**Exercise input**
**********

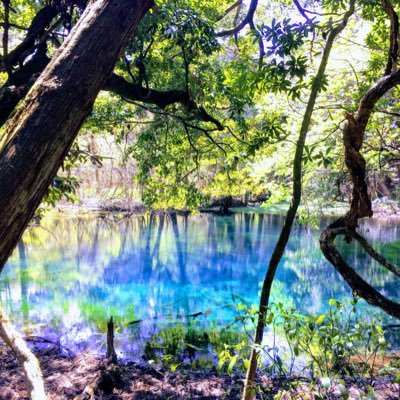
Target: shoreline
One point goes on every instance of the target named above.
(86, 376)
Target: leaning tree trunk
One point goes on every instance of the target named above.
(41, 133)
(360, 207)
(276, 257)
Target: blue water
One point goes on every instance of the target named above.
(68, 275)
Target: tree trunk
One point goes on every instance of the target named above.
(28, 361)
(42, 131)
(276, 257)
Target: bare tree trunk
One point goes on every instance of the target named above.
(360, 207)
(248, 391)
(41, 133)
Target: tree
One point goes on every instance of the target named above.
(360, 207)
(42, 131)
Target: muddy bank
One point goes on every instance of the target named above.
(67, 376)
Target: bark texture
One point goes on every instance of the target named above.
(28, 361)
(248, 392)
(41, 133)
(360, 207)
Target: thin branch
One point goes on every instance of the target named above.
(246, 20)
(393, 55)
(236, 4)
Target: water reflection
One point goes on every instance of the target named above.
(70, 274)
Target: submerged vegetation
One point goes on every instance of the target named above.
(239, 109)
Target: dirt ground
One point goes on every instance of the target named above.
(67, 377)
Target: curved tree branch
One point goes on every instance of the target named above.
(360, 207)
(359, 286)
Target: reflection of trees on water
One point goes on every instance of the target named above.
(178, 264)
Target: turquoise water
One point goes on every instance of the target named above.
(68, 275)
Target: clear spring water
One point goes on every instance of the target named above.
(68, 275)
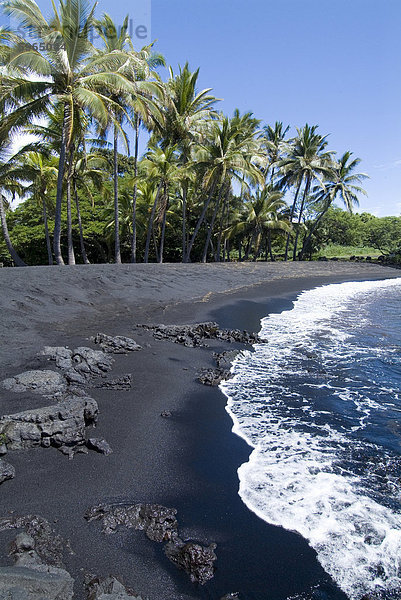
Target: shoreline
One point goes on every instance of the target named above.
(188, 461)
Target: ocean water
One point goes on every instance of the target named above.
(320, 404)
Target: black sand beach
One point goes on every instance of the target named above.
(187, 461)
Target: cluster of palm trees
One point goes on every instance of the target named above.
(223, 182)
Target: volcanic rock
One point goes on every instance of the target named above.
(158, 522)
(7, 471)
(100, 446)
(59, 425)
(44, 382)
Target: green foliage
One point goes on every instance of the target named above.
(384, 234)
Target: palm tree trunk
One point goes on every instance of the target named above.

**********

Rescale the stretch of the data from the line containing "Target: clear spring water" through the end, repeating every line in full. Multiply each point coordinate by 1.55, round to whole numbers with halves rounded up, and leave the pictures out of the answer.

Target: clear spring water
One point goes on every instance of the target named above.
(105, 426)
Target: shoreline
One point goes on every instance of the target named above.
(291, 715)
Target: ocean water
One point goes on every instance of the target named above.
(496, 626)
Target: black sand beach
One point goes on every instance of the target named above.
(290, 715)
Target: cluster of palm trees
One point goes on every instance of the target named above.
(346, 282)
Target: volcanic rock
One point goes on every instance of the target named above.
(245, 809)
(11, 730)
(155, 691)
(91, 659)
(68, 592)
Target: green foliage
One point goes on every instance of the target named above.
(595, 363)
Target: palm tree trunk
One point goes on every instance of the target named above.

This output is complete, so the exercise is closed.